• **What you are asked to do**: Please copy out the material below with each "innermost point" replaced by "center point", leaving everything else unchanged.

[Point labeling material]
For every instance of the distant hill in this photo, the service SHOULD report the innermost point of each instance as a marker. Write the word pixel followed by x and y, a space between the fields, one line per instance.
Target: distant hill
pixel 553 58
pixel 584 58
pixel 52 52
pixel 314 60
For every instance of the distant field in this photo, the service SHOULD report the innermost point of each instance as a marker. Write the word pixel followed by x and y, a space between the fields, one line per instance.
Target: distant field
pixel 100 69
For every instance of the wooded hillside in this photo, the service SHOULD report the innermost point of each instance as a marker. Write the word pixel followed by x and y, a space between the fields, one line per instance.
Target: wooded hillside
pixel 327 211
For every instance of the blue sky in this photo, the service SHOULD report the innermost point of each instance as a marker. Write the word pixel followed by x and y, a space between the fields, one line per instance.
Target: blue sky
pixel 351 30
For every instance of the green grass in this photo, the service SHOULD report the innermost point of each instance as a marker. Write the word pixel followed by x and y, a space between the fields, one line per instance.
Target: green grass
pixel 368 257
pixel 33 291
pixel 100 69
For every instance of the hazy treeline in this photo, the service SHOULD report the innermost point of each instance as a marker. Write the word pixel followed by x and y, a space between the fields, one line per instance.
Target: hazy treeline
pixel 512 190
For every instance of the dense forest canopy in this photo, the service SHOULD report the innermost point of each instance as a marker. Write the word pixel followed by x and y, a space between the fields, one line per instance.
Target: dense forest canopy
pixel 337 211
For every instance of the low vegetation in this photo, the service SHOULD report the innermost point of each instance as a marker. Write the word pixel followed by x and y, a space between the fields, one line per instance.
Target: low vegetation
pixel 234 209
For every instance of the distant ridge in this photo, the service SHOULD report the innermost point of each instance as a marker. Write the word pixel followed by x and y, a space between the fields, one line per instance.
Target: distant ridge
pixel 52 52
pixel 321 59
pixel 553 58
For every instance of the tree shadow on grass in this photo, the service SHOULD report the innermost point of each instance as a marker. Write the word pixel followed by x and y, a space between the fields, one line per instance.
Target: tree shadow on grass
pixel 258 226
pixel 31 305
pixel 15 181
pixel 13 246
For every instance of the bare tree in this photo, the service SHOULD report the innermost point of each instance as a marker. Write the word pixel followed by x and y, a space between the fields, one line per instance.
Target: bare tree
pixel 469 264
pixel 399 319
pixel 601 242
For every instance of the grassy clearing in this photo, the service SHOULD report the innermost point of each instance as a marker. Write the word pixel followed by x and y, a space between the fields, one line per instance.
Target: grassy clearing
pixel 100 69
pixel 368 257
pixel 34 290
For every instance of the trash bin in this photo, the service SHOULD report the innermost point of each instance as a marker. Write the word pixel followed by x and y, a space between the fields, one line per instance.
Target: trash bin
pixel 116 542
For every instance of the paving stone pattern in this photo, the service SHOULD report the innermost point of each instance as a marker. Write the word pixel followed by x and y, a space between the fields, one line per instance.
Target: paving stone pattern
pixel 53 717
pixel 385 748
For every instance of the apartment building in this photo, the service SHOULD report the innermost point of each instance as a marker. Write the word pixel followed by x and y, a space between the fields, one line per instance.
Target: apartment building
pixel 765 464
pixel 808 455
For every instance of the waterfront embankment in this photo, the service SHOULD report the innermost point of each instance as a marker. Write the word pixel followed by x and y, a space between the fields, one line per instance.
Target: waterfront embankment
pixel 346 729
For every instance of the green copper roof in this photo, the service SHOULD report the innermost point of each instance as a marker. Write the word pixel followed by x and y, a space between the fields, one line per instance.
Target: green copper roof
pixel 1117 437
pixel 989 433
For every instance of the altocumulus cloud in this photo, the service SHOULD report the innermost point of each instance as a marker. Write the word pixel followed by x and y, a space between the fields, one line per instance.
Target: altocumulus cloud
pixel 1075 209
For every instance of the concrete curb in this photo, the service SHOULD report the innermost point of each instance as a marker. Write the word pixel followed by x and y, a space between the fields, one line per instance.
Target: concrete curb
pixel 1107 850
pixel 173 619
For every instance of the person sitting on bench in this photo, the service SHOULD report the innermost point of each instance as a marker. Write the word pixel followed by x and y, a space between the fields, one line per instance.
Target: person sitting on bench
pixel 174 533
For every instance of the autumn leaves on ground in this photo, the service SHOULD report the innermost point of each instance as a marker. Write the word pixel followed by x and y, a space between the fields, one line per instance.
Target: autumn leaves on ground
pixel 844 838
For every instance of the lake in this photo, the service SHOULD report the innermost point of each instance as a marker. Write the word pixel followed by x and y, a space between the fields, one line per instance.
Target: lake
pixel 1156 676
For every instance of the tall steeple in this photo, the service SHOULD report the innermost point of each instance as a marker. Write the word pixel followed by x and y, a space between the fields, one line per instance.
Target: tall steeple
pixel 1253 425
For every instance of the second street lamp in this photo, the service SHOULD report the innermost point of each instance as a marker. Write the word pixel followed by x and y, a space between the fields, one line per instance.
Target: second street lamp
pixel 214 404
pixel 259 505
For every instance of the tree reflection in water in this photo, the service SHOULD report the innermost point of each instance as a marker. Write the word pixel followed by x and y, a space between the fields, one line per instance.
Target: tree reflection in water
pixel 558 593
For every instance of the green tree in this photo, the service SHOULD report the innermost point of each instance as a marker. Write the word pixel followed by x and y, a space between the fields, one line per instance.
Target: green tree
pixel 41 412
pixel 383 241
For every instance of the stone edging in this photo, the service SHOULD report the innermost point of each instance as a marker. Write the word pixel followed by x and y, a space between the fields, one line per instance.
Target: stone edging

• **Full response**:
For every instance of the distant hill in this photo, the service SHOULD report the center point of each instance as a marker. Write the word pixel followed by x and y, a space between the fields, one line per instance.
Target: distant hill
pixel 553 58
pixel 584 58
pixel 52 52
pixel 314 60
For every instance of the distant field in this photo, the service SHOULD report the center point of each instance as a marker. Write the word pixel followed by x and y, a space between the fields, one line per instance.
Target: distant field
pixel 100 69
For every instance of the wooded hillside in this photo, the service SHOULD report the center point of each instance as a marker. Write the word pixel followed by x and y, a space between the fields, one line per instance.
Target: wooded hillside
pixel 327 211
For every instance of the blue sky in this photo, the service SHOULD report the center point of each instance as a marker. Write the word pixel followed by x and y, a space between the fields, one line per instance.
Target: blue sky
pixel 351 30
For every instance of the green grass in this photo, the service SHOULD report the center point of each instance as a marker. Write the word pixel followed by x and y, a space between the fields, one line per instance.
Target: green grass
pixel 368 257
pixel 33 291
pixel 100 69
For every instance of the hazy treeline in this photo, the service SHOULD report the center point of each instance as a marker. Write the word pixel followed by x and y, a space between the fields, one line per instance.
Target: hazy treeline
pixel 512 190
For every instance of the dense forest canopy in this photo, the service SHOULD report the center point of each instance as a marker. Write the word pixel followed by x and y, a space between the fields, one line per instance.
Target: dense forest canopy
pixel 337 211
For every instance of the low vegetation in this photo, the service SHOULD report the center point of each instance as a marker. Write the word pixel followed by x and y, a space between the fields, one line per instance.
Target: low vegetation
pixel 234 209
For every instance of the distant ridge in this photo, the service SHOULD report the center point of each instance as a marker. Write the word pixel followed by x and y, a space between the fields, one line per instance.
Target: distant ridge
pixel 52 52
pixel 321 59
pixel 553 58
For every instance of the tree shadow on grass in this photo, the service SHOULD report the center point of each instance as a marker. Write the word pixel followed by x and y, a space between the fields, one line per instance.
Target: tree shadow on grass
pixel 258 226
pixel 31 305
pixel 15 181
pixel 13 246
For every instance of the bare tree in this photo, the service SHOULD report the center point of each instance as a marker. Write the word pixel followed by x and y, a space between the fields, one line per instance.
Target: bare tree
pixel 469 264
pixel 399 319
pixel 601 242
For every instance of the grassy clearing in this photo, the service SHOULD report the center point of each instance as a marker. Write the word pixel followed by x and y, a space between the fields, one line per instance.
Target: grassy clearing
pixel 100 69
pixel 368 257
pixel 34 290
For every instance of the trash bin in this photo, the service SHOULD report the center point of each instance as a marker. Write the word pixel followed by x and y, a space between the fields, one line per instance.
Target: trash bin
pixel 116 542
For every instance of the paving stone pattern in this photo, the service SHOULD report the center point of each instance as a marker. Write the word pixel followed by x and y, a space between the fields, one line per instance.
Target: paving stone pattern
pixel 53 717
pixel 385 748
For every instance of the apartment building in this photo, the service SHOULD report the center point of each instance as a marker. Write the word pixel followed by x and y, a space between the fields, one line per instance.
Target: apartment building
pixel 765 464
pixel 808 455
For every instance of the waterfront embankment in this photo, the service SHOULD report the center point of each instance as a marker. Write the word pixel followed by x and y, a space between the fields, one line per instance.
Target: waterfront embankment
pixel 346 729
For every instance of the green copper roof in this photo, the service SHOULD report the center point of each instance as a marker. Write the word pixel followed by x and y, a space between the fields, one line per instance.
Target: green copper roof
pixel 1117 437
pixel 989 433
For every instance of the altocumulus cloud in this photo, the service SHOULD report the center point of each instance as a marker. Write the word pixel followed by x and y, a space between the fields, one line per instance.
Target: altocumulus cloud
pixel 1075 209
For every instance of the concrete curb in this photo, the service SHOULD report the center point of each instance as a marker. Write the word pixel followed by x and y, a space between the fields, one line per instance.
Target: concrete curb
pixel 1107 850
pixel 173 619
For every instance of the person sitting on bench in this photo, the service SHOULD report the center point of each instance as a marker. Write the word pixel followed by x and y, a space between the fields, one line per instance.
Target: person sitting on bench
pixel 174 533
For every instance of the autumn leaves on ground in this photo, the service SHOULD report the center point of each instance as a marker. Write the word pixel followed by x and y, a space between the fields, one line per instance.
Target: autumn leaves on ground
pixel 844 838
For every instance of the lake in this photo, the service SHOULD report the center point of each instance as a marker. Write the word pixel followed by x and y, a space between the fields, one line per instance.
Target: lake
pixel 1156 676
For every instance of the tall steeple in this photo, the service SHOULD report the center point of each instance as a marker. Write the word pixel followed by x and y, a space between the fields, one line per instance.
Target: tall steeple
pixel 1253 425
For every instance of the second street lamp in this photo, the service SHOULD report the center point of each instance as a marker. Write the word pixel followed by x and y, a space between the fields, one line per instance.
Target: second street lamp
pixel 214 404
pixel 259 505
For every instance of the tree reflection in water in this photo, the service SHOULD report the center point of each instance as a marker. Write the word pixel followed by x and y, a space between the fields, one line per instance.
Target: tree reflection in water
pixel 558 593
For every instance of the green tree in this photo, the service SHOULD report the center point of each instance as a marker. Write the word pixel followed by x and y, a space between the fields, one line per instance.
Target: green tree
pixel 41 412
pixel 383 241
For every instance of the stone edging in this photo, the service SHOULD report the center point of each instance as a marker. Write the word pixel followed by x and y, a space between the fields, one line per instance.
Target: stone edging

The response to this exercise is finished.